#### [Records from a data source]
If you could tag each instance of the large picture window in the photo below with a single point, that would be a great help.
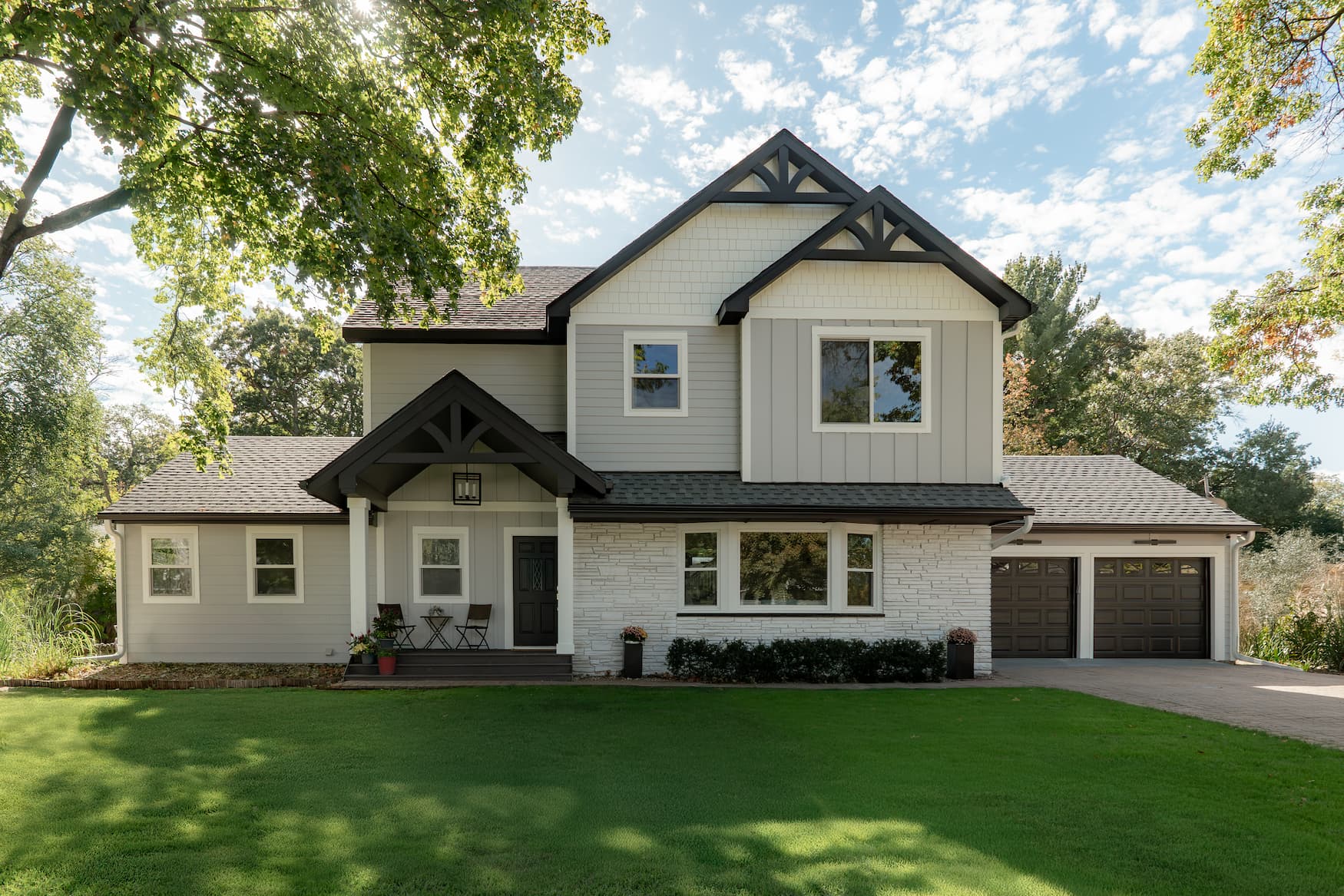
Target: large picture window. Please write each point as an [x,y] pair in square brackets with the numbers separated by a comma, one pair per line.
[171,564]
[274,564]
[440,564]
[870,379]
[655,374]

--

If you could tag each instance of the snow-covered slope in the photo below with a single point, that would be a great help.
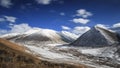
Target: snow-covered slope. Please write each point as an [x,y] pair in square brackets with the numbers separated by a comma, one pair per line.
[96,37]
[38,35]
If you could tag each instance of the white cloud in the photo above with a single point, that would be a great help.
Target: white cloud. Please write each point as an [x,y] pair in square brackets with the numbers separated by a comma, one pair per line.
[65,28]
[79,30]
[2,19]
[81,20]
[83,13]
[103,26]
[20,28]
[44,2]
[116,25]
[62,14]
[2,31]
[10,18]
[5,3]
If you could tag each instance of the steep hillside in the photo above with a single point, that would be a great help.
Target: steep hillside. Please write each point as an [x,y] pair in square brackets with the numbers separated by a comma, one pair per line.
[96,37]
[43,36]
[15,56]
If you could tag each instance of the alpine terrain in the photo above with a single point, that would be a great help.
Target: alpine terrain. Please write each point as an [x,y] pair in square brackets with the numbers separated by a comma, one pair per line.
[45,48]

#### [HOW TO COMPLETE THIS TASK]
Please transcribe exactly the lines above from the line that has "Target: snow-covered slope." up to and including the line that has "If you could tag each instance of the alpine"; no other line belongs in the answer.

#### [TASK SOLUTION]
Target: snow-covered slope. Please write each point as an [x,y] pair in square brackets with the numbers separated by a comma, one pair per line.
[96,37]
[38,35]
If you could tag each instance of the white cloud in the photo above with a single point, that would be a great help.
Target: white cloud. Please write each point as an [x,y] pair in square brackets with the numbers separated by a comma, one pair per line.
[65,28]
[79,30]
[2,19]
[81,20]
[83,13]
[103,26]
[20,28]
[44,2]
[116,25]
[62,14]
[2,31]
[10,18]
[5,3]
If you could tag each instance of the steep hillside in the photo above with a single point, that would be a great help.
Target: steep hillside. Please write each point as an [x,y] pair in square brackets with the numbers separated by a comma, one pair per line.
[96,37]
[43,36]
[15,56]
If you could tag each instance of the alpine terrain in the photo above with a single point, that would be a great help.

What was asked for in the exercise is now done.